§ Task goal
From the essay on gratitude below, list every hardship named in the sentence that begins "There has been".

Gratitude: Beyond the Glitter

I sat down to write about gratitude and stared at a blank page. I stared out the window. I stared at the cat. I thought of all the ways this year has been hard for me personally and on a global scale. Certainly, there is a lot in between the microcosm of my life and the macrocosm of the pandemic. There has been deaths, unemployment, division, divorce, disease, and depression. And, while those things exist regardless of COVID-19, adding a heaping of quarantines, isolation, mask-wearing, and closures on top of life’s inevitable loss has sometimes felt like an overflow of despair.

So, the words don’t come easy. The spiral of sobering hardships has been like a forced global detox that has stripped life’s glitter leaving exposed the vulnerability and value of life.  Maybe that’s a good thing. Maybe that’s something to feel thankful for. Life feels raw and uncertain but also miraculous and precious. And most days, the sobriety of it all scares me. I miss the glitter of distraction that let me think that I was in control; that a long life was promised to me; and that happy times were the hallmark of a good life.

§ Data to examine
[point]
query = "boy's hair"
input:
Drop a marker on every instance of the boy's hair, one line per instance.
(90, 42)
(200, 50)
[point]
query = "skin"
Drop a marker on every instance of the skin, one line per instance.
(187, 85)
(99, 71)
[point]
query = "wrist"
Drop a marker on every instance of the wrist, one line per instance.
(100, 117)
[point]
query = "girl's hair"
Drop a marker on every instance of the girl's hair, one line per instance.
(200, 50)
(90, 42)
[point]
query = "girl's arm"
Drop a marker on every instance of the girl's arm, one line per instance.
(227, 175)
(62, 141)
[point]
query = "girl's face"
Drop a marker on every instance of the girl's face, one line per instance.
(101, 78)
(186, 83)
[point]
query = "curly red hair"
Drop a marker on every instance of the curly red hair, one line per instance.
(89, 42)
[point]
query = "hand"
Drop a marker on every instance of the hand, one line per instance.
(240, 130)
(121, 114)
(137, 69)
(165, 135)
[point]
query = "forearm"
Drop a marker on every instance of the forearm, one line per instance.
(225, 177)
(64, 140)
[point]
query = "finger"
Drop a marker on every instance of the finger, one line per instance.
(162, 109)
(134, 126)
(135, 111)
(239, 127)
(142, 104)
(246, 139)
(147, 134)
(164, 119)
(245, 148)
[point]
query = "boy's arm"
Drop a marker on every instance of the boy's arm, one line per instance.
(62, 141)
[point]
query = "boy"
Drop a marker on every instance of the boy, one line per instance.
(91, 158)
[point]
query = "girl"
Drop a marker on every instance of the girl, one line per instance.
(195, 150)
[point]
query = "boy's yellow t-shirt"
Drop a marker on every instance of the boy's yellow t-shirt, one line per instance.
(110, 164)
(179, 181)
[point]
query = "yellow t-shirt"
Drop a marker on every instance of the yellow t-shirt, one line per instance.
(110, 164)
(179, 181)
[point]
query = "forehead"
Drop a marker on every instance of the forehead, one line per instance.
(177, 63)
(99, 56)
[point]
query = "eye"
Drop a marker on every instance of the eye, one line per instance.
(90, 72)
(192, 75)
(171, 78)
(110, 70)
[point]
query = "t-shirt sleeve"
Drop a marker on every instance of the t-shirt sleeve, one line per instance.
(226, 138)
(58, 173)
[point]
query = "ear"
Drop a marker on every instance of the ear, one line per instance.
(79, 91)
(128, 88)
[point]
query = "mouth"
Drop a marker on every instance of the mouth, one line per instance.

§ Task output
deaths, unemployment, division, divorce, disease, depression